**Activity**
"Pick out the white sneaker." appears in one line; retype that line and all lines following it through the end of the records, with nothing left out or added.

**Stored data**

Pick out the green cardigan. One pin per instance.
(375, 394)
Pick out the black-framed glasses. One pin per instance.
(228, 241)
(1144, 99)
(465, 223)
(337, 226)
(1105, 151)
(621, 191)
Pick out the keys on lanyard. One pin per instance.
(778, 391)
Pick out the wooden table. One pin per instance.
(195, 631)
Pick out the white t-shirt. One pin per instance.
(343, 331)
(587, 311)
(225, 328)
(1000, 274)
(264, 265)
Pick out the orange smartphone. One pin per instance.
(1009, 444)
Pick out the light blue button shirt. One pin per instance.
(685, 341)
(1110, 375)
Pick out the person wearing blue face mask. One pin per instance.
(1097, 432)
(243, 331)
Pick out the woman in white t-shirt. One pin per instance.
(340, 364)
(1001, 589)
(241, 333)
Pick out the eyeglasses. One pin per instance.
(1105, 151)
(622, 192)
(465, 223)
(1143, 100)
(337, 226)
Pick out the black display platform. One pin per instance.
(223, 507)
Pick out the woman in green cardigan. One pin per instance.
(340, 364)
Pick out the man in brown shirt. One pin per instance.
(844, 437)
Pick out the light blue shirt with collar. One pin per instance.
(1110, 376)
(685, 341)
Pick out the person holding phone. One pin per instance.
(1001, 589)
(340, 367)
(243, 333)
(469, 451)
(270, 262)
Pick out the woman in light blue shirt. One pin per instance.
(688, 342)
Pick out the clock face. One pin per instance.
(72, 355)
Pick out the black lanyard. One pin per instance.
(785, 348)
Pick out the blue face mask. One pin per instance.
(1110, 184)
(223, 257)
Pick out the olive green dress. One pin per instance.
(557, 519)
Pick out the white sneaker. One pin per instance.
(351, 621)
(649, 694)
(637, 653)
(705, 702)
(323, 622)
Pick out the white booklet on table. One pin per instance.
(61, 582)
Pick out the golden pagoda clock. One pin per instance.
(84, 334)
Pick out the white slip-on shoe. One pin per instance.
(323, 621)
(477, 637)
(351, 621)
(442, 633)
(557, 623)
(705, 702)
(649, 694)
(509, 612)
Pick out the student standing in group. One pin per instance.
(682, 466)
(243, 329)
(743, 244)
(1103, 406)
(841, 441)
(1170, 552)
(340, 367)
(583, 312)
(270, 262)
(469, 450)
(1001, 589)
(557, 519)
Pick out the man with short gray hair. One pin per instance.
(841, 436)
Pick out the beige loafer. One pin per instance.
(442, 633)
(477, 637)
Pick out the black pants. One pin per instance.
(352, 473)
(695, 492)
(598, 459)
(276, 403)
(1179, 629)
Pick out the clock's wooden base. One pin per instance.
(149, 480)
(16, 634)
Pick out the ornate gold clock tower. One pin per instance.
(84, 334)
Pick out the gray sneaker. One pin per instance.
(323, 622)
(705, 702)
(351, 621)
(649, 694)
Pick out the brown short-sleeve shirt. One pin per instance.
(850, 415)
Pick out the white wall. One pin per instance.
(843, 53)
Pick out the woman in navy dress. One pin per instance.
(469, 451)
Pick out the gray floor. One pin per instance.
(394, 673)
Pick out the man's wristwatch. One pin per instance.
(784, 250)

**Result of the task**
Pick out the white sneaker. One pin per instance.
(351, 621)
(649, 694)
(637, 653)
(705, 702)
(323, 622)
Pick out the white booklet on table. One pin per instance.
(61, 582)
Pick out the golden pagoda clock. One pin per instance.
(84, 334)
Pick out the white slip-on shoe. One pin per instance.
(323, 621)
(477, 637)
(351, 621)
(442, 633)
(557, 623)
(705, 702)
(649, 694)
(509, 612)
Pick out the student standing in group. One pin per instance.
(682, 466)
(243, 329)
(743, 244)
(1103, 406)
(841, 441)
(1170, 552)
(340, 367)
(583, 312)
(270, 262)
(469, 450)
(1001, 589)
(557, 519)
Pick out the man with short gray hair. One pin per instance.
(841, 436)
Pick out the beige loafer. One pin per instance.
(442, 633)
(477, 637)
Pick out the black pants. One pin per instance.
(352, 473)
(695, 492)
(598, 459)
(276, 403)
(1179, 629)
Pick out the clock's wooden base. One pin per instance.
(149, 480)
(16, 634)
Pick out the ornate gold clock tower. One pin per instance.
(84, 334)
Pick out the gray sneaker. One pin per instance.
(323, 622)
(705, 702)
(351, 621)
(649, 694)
Pick out the brown short-sleeve shirt. One pin per instance.
(850, 415)
Pick out the white wall. One pin per instance.
(843, 53)
Pick out the woman in navy dress. One pin per instance.
(469, 451)
Pick out the gray floor. One pin per instance.
(394, 673)
Pick out the man's wristwatch. One pin per instance.
(784, 250)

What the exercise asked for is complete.